→ **Short exercise**: Exactly as written, retype the listing below, omitting the pictures.
○ ○ ○ ○
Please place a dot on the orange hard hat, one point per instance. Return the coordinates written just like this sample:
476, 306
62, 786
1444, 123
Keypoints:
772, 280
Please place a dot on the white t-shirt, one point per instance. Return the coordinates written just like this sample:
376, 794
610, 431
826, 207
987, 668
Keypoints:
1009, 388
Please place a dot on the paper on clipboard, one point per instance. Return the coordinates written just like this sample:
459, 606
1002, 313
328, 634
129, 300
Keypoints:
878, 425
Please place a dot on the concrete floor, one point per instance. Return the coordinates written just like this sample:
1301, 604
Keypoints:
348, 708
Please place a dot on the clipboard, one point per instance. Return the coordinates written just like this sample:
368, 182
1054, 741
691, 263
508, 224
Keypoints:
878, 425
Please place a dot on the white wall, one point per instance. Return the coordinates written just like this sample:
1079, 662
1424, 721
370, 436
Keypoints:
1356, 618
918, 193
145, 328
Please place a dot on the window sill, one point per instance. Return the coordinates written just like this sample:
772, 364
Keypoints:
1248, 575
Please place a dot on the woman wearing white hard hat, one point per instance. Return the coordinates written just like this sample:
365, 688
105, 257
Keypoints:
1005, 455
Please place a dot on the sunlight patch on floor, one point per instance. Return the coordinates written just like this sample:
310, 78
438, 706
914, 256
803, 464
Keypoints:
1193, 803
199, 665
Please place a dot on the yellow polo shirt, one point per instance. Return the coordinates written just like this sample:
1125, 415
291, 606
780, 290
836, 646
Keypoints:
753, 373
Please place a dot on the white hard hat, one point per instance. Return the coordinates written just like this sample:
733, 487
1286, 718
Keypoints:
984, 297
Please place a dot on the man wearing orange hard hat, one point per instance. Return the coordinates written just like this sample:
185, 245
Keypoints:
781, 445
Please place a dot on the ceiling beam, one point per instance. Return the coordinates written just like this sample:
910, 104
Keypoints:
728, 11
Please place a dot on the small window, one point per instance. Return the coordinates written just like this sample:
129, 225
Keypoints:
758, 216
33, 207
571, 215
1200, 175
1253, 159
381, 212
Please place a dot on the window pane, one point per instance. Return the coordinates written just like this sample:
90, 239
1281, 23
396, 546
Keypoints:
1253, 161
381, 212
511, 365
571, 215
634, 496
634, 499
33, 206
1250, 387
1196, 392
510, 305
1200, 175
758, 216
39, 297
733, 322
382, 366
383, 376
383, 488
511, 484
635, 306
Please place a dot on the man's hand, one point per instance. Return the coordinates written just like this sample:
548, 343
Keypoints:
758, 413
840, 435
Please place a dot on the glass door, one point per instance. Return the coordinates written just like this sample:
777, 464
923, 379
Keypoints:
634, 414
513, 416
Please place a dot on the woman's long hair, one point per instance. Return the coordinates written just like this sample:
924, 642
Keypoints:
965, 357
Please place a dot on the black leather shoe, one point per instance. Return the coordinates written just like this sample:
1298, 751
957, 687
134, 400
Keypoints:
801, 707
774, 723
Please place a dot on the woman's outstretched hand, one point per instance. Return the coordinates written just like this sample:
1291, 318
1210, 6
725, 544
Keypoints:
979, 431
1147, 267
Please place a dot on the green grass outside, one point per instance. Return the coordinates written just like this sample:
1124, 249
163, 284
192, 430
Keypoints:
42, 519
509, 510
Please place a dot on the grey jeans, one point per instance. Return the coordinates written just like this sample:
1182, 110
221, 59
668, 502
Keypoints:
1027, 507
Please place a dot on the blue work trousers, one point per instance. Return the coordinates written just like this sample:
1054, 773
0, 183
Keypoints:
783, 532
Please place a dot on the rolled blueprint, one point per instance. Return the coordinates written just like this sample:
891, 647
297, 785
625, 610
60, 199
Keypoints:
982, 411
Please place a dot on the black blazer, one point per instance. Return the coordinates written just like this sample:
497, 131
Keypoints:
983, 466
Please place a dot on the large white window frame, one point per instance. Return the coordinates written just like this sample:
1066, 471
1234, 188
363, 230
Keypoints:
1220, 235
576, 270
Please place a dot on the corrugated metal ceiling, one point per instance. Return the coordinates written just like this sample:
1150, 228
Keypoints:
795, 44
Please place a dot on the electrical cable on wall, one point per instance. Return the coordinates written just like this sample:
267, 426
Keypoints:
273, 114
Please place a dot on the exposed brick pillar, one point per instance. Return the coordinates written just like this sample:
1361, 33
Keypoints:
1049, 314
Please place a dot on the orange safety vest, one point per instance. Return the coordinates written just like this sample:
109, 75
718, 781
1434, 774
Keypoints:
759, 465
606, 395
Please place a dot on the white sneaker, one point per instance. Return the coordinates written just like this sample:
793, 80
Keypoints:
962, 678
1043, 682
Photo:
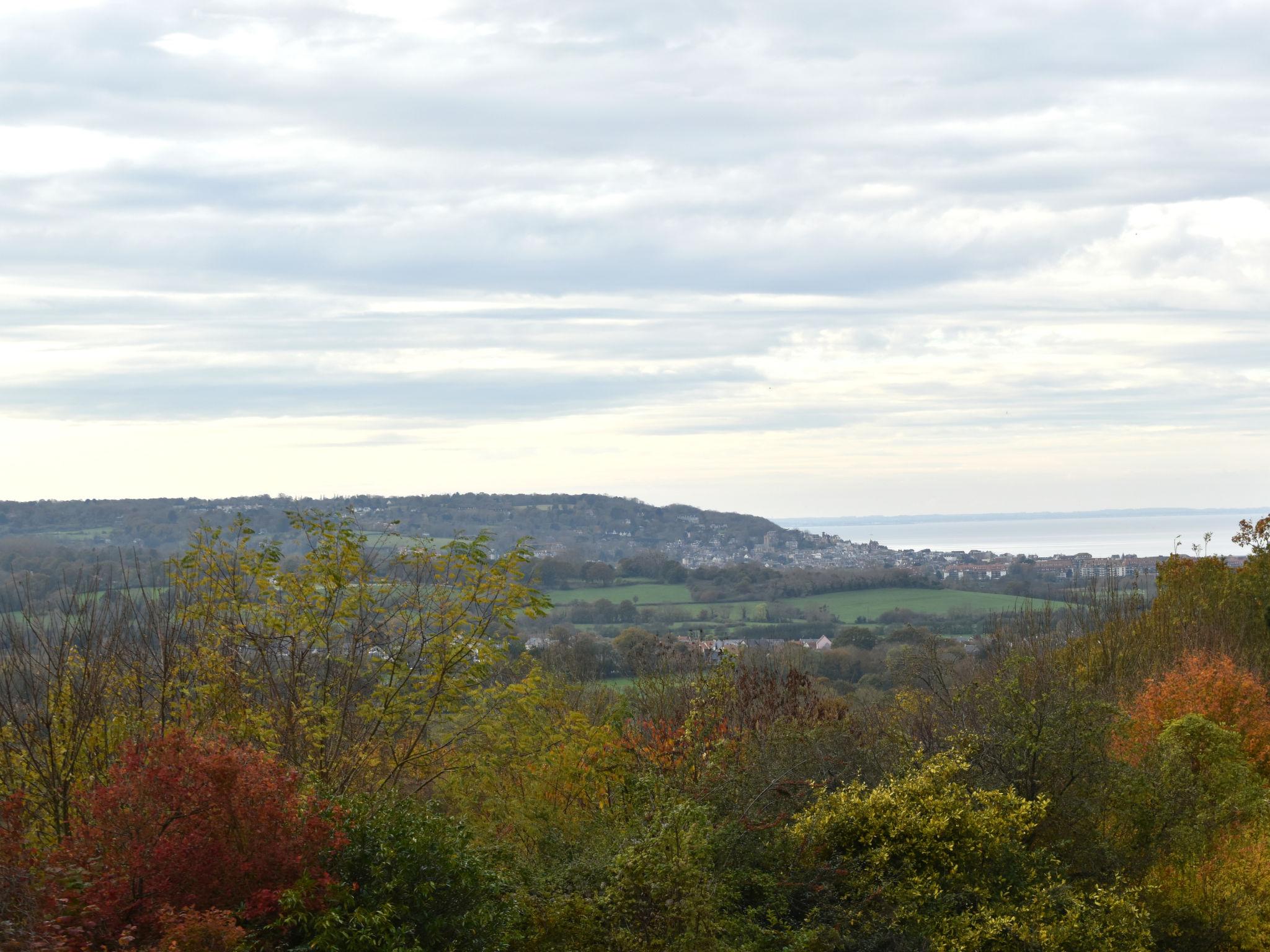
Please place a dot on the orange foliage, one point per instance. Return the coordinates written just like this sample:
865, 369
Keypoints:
1212, 687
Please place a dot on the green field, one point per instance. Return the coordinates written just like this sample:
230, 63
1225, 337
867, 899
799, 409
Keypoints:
849, 606
78, 535
647, 594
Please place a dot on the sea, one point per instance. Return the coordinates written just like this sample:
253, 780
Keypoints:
1050, 535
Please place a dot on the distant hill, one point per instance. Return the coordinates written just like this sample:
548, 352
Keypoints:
586, 526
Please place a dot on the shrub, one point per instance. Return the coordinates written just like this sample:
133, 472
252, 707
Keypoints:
187, 823
411, 883
1212, 687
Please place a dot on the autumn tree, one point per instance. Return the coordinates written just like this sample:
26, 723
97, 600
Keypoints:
1209, 685
363, 669
187, 823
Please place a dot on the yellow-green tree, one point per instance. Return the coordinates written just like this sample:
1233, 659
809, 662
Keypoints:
923, 861
360, 668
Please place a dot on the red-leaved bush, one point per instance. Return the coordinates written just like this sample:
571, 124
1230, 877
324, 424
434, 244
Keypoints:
1212, 687
18, 889
184, 823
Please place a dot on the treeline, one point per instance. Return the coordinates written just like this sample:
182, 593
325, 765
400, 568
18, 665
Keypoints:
587, 526
33, 570
746, 582
726, 583
347, 756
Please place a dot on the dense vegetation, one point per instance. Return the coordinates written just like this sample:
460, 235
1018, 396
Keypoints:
588, 524
347, 751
○ ○ ○ ○
→ **Result of the task**:
Please place a dot on the orange hard hat, one point per instance. Return the coordinates written just like this sample:
476, 306
62, 786
1444, 123
Keypoints:
772, 280
Please place a dot on the white t-shirt, one point per instance. Return the coordinates written just like this sample:
376, 794
610, 431
826, 207
987, 668
Keypoints:
1009, 388
Please place a dot on the paper on clipboard, one point per instance. Return the coordinates written just like this sample:
459, 606
1002, 313
328, 634
129, 300
Keypoints:
878, 425
Please place a dot on the concrete floor, one point per instance. Return the coordinates written just like this sample:
1301, 604
Keypoints:
348, 708
Please place a dot on the clipboard, one point per instance. Return the coordinates written just like this sample:
368, 182
1054, 741
691, 263
508, 224
Keypoints:
878, 425
Please place a dot on the white wall, one point per instance. Return the coordinates written just like this sample:
1079, 662
1424, 721
370, 436
Keypoints:
1356, 618
918, 193
145, 328
Please place a dot on the window sill, one point per instance. Return the coordinates written just like this sample:
772, 364
Keypoints:
1248, 575
Please place a dot on the woman wearing white hard hat, one point per instance. Return the coordinates written just like this sample:
365, 688
105, 257
Keypoints:
1005, 455
Please place a dot on the sunlight patch on floor, one point per instance. Return the coordinates written just like this sample:
310, 78
438, 706
914, 256
803, 464
Keypoints:
1193, 803
199, 665
Please place a dot on the yellow polo shirt, one point per instance. Return the coordinates written just like this sample:
1125, 415
291, 606
780, 290
836, 646
Keypoints:
753, 373
Please place a dot on the white hard hat, one point per instance. Return the coordinates written just like this sample:
733, 487
1286, 718
Keypoints:
984, 297
Please place a dot on the man wearing orange hard hat, one point per instance. Return the coordinates written just like this sample:
185, 245
Keypoints:
781, 445
Please place a dot on the ceiling beam, one point per instance. Return the coordinates written just like this sample:
910, 104
Keypoints:
728, 11
Please place a dot on the small window, one point per instance. Return the coordinates written just like this sample:
129, 225
Keypoints:
758, 216
33, 207
571, 215
1200, 175
1253, 159
381, 212
Please place a dot on the window pane, one point per instance. Return the coordinates written just like this sample:
90, 239
1281, 23
396, 546
Keypoints:
1253, 161
381, 212
511, 365
571, 215
634, 496
634, 499
33, 206
1250, 387
1196, 392
510, 305
1200, 175
758, 216
39, 297
733, 322
382, 366
383, 376
383, 488
511, 484
635, 306
Please place a dot on the man's hand, one point per instance. Return the coordinates written just like this sample:
548, 343
Keypoints:
758, 413
840, 435
Please place a dot on the glass door, one point per instance. Return the coordinates written just like this sample:
777, 464
923, 379
Keypoints:
634, 414
513, 416
Please place a dot on the woman's long hair, one point per instance. Return the coordinates written just like this sample:
924, 642
Keypoints:
965, 357
Please place a dot on the black leather shoe, one point per instance. Return the coordinates written just like this sample:
1298, 751
957, 687
134, 400
Keypoints:
801, 707
774, 723
Please place a dot on the woman's outstretched hand, one point per instance. Return the coordinates written just like this sample:
1291, 318
1210, 6
725, 544
Keypoints:
979, 431
1147, 267
Please place a dot on the green grass outside, one point per instance. Return the coordinates written just like this sample:
1124, 249
163, 284
192, 430
Keypoints:
42, 519
509, 510
Please place a dot on the grey jeans, one point per instance. Return the coordinates written just like this sample:
1182, 110
221, 59
668, 502
Keypoints:
1027, 507
Please place a dot on the blue work trousers, one point per instance. Return the coordinates written just like this sample:
1054, 773
0, 183
Keypoints:
783, 532
Please place a dot on the rolled blueprint, one point per instance. Return the coordinates written just like this sample:
891, 647
297, 785
625, 610
60, 199
Keypoints:
982, 411
Please place a dot on the black blazer, one point per instance. Return the coordinates written just like this sample:
497, 131
Keypoints:
983, 466
Please place a dot on the large white window frame, one point per instance. Return the coordinates written just like this sample:
1066, 471
1234, 188
363, 230
Keypoints:
1220, 235
576, 270
Please place a dot on the corrugated metal ceiling, one point per instance. Return the coordinates written just like this sample:
1150, 228
Keypoints:
795, 44
Please place a dot on the electrical cable on wall, one point per instance. Return the coordinates written just like this sample:
267, 426
Keypoints:
273, 114
Please place a dot on the exposed brick pillar, one point per instance. Return the coordinates written just like this sample:
1361, 33
Keypoints:
1049, 314
Please place a dot on the orange safety vest, one point per instance. Return the coordinates written just like this sample:
109, 75
718, 781
1434, 774
Keypoints:
759, 465
606, 395
Please place a dot on the white sneaker, one point per instance. Return the coordinates written just like this sample:
793, 80
Keypoints:
962, 678
1043, 682
Photo:
Please place a dot on the orange foliage, one point per instance. Return the coordinates written just like this sample:
865, 369
Keypoints:
1212, 687
Please place a dot on the green field, one point per instance. Return the coordinates written just like this sample:
230, 63
1225, 337
867, 899
799, 409
Keypoints:
849, 606
78, 535
647, 594
Please place a dot on the sea, one point per instance. Return the coordinates written just like this sample:
253, 780
Keypoints:
1050, 535
Please place a dot on the distant hill, one point per instance. Return the coordinates written just like this sample:
548, 352
Keypoints:
586, 526
Please place a dot on the shrub, one point per instance. Return the coordinates written just like this sample:
133, 472
252, 707
Keypoints:
187, 823
411, 883
1212, 687
Please place a dot on the autumn tree, one point per instance. Return the coordinates written just like this sample:
26, 723
97, 600
Keypoints:
1209, 685
363, 669
187, 823
Please place a dot on the yellow-green tree, one point per instance. Return the coordinates written just like this sample:
1233, 659
809, 662
Keypoints:
923, 861
360, 668
Please place a dot on the red-leaved bush, one point per instance. Return the coordinates written just like this sample:
571, 124
1230, 877
324, 424
434, 244
Keypoints:
1212, 687
18, 889
184, 823
Please place a dot on the treeline, one point per instance. Return the coordinates written just like this sample:
182, 593
325, 765
400, 568
18, 665
Keypoints:
587, 526
33, 570
746, 582
726, 583
347, 756
Please place a dot on the dense vegetation, one point per instance. Return the coordinates written just like this sample:
460, 235
1018, 396
Keypoints:
588, 524
347, 751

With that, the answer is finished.